REQUIREMENT A: Update the entries from the line that has "trace: halter noseband strap" through the end of the entries, replacing "evenodd" with "nonzero" and keeping everything else the same.

PROVIDED PASSAGE:
---*---

Multi-port memories are very popular for AI. “This means you can parallelize reads and writes when you are doing the math,” continues Lowman. “That can cut the power in half. Sometimes they will want to optimize the bitcells for density, perhaps because they need more coefficients. Others want to optimize for leakage, and that is a different tradeoff. There is always a tradeoff between density and leakage, or size and leakage and performance.”

Others see similar tradeoffs. “I see demand for a pseudo two-port memory,” says Farzad Zarrinfar, managing director of IP at Mentor, a Siemens Business. “Traditionally, there was single-port from which you can read or write, or dual-port where each port could be read or write. Two port is one port read, one port write. Now I see demand for pseudo two-port, which can utilize the six-transistor SRAM rather than eight-transistor cell, which is what dual and two port use. You operate on both edges of the clock. On one edge you can read and the other you can write. When you are talking about thousands of tiles, then size matters.”

Manufacturing these chips also can lead to surprises. “The combination of large dies on advanced process nodes immediately calls the challenge of process variation to mind,” says Moortec’s McPartland. “Embedding process detectors across the die, typically with one per cluster of AI cores, enables die-to-die and within-die process variation to be easily and independently monitored. These detectors can be used to enable voltage scaling schemes to be efficiently implemented, and the supply voltage optimized on a per-die basis or the device speed binned.”

---*---

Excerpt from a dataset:
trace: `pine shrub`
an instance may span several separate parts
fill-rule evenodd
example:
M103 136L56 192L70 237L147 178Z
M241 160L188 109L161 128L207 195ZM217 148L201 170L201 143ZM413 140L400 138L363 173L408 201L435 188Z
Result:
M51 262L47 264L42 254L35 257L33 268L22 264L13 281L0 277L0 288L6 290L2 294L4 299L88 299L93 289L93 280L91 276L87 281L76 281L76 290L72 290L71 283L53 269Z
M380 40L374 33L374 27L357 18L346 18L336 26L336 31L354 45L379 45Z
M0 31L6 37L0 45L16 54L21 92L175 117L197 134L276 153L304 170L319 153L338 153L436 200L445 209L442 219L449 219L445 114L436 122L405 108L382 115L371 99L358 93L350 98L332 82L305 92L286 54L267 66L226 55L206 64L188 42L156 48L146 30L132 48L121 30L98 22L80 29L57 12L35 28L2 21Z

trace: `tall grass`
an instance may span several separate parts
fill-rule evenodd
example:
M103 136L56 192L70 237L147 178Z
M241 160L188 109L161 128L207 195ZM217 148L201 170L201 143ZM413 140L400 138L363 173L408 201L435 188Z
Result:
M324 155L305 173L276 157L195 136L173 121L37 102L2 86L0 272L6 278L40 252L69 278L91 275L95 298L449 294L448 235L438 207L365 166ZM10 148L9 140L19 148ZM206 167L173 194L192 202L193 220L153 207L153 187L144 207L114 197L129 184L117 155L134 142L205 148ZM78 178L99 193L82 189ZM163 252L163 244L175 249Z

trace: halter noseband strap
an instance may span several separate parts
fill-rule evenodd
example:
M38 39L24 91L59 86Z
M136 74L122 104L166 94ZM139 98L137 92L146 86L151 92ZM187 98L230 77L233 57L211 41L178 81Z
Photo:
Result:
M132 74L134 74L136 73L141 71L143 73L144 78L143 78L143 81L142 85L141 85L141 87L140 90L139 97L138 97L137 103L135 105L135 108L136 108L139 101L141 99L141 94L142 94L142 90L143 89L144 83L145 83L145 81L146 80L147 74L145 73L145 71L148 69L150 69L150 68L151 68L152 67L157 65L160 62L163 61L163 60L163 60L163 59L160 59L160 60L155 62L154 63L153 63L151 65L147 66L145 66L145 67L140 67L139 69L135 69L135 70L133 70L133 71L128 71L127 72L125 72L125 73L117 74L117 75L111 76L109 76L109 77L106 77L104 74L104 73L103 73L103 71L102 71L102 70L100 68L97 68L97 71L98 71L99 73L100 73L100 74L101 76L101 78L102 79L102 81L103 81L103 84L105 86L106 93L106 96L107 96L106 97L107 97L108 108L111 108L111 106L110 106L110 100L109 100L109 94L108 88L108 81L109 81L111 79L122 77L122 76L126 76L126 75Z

---*---

REQUIREMENT B:
Answer these questions using the passage on AI chip memory and manufacturing:
(i) According to Lowman, by how much can parallelizing reads and writes cut the power?
(ii) Which SRAM cell can pseudo two-port memory use instead of the eight-transistor cell?
(iii) How many process detectors are typically embedded per cluster of AI cores?

TASK RESPONSE A:
trace: halter noseband strap
an instance may span several separate parts
fill-rule nonzero
example:
M38 39L24 91L59 86Z
M136 74L122 104L166 94ZM139 98L137 92L146 86L151 92ZM187 98L230 77L233 57L211 41L178 81Z
Photo:
Result:
M132 74L134 74L136 73L141 71L143 73L144 78L143 78L143 81L142 85L141 85L141 87L140 90L139 97L138 97L137 103L135 105L135 108L136 108L139 101L141 99L141 94L142 94L142 90L143 89L144 83L145 83L145 81L146 80L147 74L145 73L145 71L148 69L150 69L150 68L151 68L152 67L157 65L160 62L163 61L163 60L163 60L163 59L160 59L160 60L155 62L154 63L153 63L151 65L147 66L145 66L145 67L140 67L139 69L135 69L135 70L133 70L133 71L128 71L127 72L125 72L125 73L117 74L117 75L111 76L109 76L109 77L106 77L104 74L104 73L103 73L103 71L102 71L102 70L100 68L97 68L97 71L98 71L99 73L100 73L100 74L101 76L101 78L102 79L102 81L103 81L103 84L105 86L106 93L106 96L107 96L106 97L107 97L108 108L111 108L111 106L110 106L110 100L109 100L109 94L108 88L108 81L109 81L111 79L122 77L122 76L126 76L126 75Z

TASK RESPONSE B:
(i) In half.
(ii) The six-transistor SRAM cell.
(iii) One.